Socialism is impossible is merely shorthand for economic calculation under socialism is impossible. It doesn't mean that there won't ever be any socialists for this or that length of time, only that under socialism economic calculation is not  going on.

Now; if  one is happy not doing much that's capital intensive or complicated or that involves division of labour between thousands of people but is content to eat from pulling vegetables out of the ground and walking around in animal hides and living in mud huts and having lots of children to perpetuate your tribe because most of them wont make it to bear children of their own then one can institute full socialism and go on existing (maybe!).

Now, the scope of the market is a parameter that you can vary, you can have a huge capitalist system and two guys forming a socialist community, they aren't able to perform economic calculation 'internally' , but its not so much an issue because there is a huge market out there, calculating away and producing and if they trade with it, to the extent that the market has one other agent (the two of them collectivised) they play a role in the wide economic calculation of the market.

DIRECTION 1 |
Using the text on economic calculation, decide whether each statement below agrees with it. Answer yes or no for each, quoting the deciding words.
(a) The text says that "socialism is impossible" means there will never be any socialists.
(b) The text says that the scope of the market can be varied.
(c) The text says that two people forming a socialist community can perform economic calculation internally.
DIRECTION 2 | Rewrite the part of the text on economic calculation starting with "Now, the scope" and going on through "of the market.", putting "two people" in place of "two guys".

DATA EXTRACT |
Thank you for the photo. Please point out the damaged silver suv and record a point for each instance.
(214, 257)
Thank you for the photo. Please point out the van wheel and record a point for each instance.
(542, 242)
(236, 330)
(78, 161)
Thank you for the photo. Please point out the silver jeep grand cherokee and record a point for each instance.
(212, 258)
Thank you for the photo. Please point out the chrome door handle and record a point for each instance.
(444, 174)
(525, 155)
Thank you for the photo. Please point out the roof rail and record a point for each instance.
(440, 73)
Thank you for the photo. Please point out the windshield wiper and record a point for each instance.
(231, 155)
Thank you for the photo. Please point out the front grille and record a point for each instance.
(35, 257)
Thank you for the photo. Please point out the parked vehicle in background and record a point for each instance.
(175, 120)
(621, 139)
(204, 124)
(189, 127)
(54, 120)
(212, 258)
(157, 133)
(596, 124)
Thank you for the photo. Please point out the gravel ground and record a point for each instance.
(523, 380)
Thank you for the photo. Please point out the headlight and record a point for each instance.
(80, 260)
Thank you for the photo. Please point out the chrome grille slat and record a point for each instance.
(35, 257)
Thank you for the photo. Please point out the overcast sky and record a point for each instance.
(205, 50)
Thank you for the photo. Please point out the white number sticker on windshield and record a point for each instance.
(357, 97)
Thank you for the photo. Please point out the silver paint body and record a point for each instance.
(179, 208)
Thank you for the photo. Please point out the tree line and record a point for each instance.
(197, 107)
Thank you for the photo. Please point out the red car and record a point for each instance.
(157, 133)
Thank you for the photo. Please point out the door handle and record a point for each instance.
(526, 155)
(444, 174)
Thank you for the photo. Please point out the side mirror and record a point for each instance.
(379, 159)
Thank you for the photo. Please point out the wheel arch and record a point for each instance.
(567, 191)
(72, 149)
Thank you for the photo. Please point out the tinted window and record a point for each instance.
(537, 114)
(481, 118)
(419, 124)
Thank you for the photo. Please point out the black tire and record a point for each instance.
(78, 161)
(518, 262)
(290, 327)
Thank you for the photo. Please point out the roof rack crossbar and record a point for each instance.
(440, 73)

EXPECTED ANSWER 1 |
(a) No: "It doesn't mean that there won't ever be any socialists for this or that length of time"
(b) Yes: "the scope of the market is a parameter that you can vary"
(c) No: "they aren't able to perform economic calculation 'internally'"

EXPECTED ANSWER 2 |
Now, the scope of the market is a parameter that you can vary, you can have a huge capitalist system and two people forming a socialist community, they aren't able to perform economic calculation 'internally' , but its not so much an issue because there is a huge market out there, calculating away and producing and if they trade with it, to the extent that the market has one other agent (the two of them collectivised) they play a role in the wide economic calculation of the market.